--- START Task inputs ---

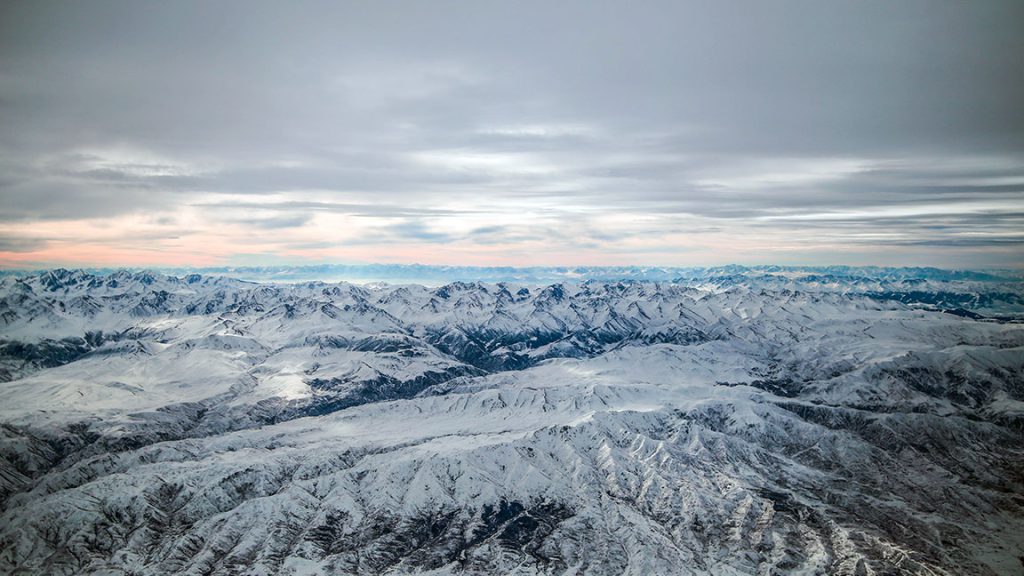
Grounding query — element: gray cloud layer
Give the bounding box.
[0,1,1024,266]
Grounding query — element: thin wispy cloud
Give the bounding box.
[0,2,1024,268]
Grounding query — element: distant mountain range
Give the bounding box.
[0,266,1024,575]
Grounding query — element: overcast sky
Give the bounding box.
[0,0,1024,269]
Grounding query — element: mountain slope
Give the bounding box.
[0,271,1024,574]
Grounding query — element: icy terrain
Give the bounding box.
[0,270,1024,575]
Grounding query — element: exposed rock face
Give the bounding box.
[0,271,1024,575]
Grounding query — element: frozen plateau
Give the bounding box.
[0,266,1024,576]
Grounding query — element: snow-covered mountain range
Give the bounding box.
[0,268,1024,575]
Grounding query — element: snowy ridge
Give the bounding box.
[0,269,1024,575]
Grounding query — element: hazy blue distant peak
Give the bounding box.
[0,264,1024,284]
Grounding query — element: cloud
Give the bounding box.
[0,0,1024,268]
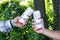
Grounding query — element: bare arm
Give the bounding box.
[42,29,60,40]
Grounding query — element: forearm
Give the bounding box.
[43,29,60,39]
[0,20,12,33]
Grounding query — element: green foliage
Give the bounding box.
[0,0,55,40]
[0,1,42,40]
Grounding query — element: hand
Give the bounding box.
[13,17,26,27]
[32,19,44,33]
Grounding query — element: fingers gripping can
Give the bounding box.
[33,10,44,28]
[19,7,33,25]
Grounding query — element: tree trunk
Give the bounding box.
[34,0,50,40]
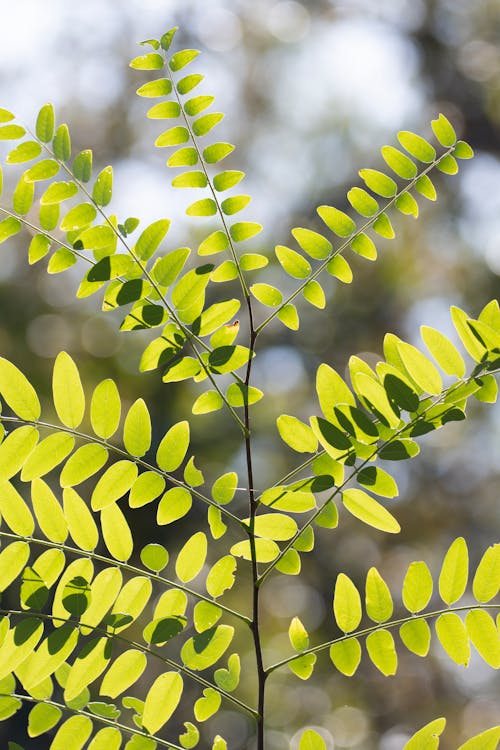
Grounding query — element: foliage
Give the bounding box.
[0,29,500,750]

--- END Task inputs ---
--- START Task inputs ---

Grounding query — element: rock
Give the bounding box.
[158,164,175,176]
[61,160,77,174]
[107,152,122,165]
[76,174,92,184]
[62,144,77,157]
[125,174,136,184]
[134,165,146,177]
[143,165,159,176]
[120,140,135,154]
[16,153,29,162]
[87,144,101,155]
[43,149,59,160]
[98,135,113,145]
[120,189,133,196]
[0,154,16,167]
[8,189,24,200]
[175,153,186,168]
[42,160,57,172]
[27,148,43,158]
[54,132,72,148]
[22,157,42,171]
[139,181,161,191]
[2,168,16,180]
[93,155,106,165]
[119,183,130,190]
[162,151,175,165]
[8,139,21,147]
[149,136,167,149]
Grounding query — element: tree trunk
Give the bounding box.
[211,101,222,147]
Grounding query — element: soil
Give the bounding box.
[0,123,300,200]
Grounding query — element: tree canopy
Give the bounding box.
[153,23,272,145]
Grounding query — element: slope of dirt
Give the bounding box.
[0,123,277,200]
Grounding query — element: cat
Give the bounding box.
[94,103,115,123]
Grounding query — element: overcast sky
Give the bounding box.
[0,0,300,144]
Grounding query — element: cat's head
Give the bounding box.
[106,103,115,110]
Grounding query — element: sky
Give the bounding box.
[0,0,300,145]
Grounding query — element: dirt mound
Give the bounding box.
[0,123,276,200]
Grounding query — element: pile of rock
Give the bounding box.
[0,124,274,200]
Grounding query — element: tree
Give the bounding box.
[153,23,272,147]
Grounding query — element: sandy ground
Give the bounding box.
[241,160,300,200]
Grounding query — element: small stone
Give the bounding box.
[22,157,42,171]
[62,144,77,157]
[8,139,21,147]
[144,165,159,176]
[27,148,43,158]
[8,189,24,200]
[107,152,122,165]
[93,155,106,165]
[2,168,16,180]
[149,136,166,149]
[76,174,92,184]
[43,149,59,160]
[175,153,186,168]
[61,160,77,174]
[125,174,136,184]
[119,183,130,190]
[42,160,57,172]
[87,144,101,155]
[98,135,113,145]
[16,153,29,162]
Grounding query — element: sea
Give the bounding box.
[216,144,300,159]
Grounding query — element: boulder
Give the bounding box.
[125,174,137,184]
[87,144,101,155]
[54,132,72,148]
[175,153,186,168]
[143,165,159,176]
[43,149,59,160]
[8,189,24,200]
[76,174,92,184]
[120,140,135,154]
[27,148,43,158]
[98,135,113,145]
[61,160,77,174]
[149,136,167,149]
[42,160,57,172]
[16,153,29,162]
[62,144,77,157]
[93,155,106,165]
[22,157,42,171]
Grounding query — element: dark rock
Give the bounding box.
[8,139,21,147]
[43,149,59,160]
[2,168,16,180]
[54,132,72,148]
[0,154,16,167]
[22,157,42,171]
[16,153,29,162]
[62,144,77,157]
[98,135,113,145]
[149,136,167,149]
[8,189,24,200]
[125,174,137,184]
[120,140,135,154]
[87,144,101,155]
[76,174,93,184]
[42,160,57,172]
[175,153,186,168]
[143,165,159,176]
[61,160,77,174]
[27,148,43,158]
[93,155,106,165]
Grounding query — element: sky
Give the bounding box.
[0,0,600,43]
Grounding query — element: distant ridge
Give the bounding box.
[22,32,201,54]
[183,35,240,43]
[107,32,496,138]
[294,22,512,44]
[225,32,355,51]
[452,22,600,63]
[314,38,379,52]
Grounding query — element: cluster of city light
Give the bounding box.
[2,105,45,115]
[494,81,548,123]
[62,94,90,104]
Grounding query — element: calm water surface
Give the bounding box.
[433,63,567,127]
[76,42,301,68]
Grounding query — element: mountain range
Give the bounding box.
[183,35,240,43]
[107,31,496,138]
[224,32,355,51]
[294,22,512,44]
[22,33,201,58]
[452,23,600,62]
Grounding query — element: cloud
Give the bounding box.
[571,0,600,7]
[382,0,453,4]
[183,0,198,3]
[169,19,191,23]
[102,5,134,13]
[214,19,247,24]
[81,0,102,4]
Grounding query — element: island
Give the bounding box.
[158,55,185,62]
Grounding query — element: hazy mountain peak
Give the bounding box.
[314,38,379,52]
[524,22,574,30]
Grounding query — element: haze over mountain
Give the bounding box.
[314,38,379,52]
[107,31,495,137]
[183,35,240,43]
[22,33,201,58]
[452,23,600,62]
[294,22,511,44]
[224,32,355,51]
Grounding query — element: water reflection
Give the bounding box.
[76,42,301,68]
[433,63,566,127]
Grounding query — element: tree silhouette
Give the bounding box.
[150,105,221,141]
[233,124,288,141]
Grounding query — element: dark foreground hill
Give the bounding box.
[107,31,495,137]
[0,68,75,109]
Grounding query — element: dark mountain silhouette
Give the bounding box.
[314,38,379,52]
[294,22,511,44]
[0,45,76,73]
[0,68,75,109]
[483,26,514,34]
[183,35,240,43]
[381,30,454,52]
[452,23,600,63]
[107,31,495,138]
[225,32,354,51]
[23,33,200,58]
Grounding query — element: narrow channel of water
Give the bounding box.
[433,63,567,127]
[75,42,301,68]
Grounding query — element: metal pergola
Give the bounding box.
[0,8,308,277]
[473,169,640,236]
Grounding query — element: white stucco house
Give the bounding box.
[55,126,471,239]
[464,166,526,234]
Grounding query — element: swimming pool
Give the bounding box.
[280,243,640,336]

--- END Task inputs ---

_What you are asked to do_
Copy every line of the records that contains the word "foliage". Case counts.

_Answer to this task_
Grounding query — element: green foliage
Grounding query — element: foliage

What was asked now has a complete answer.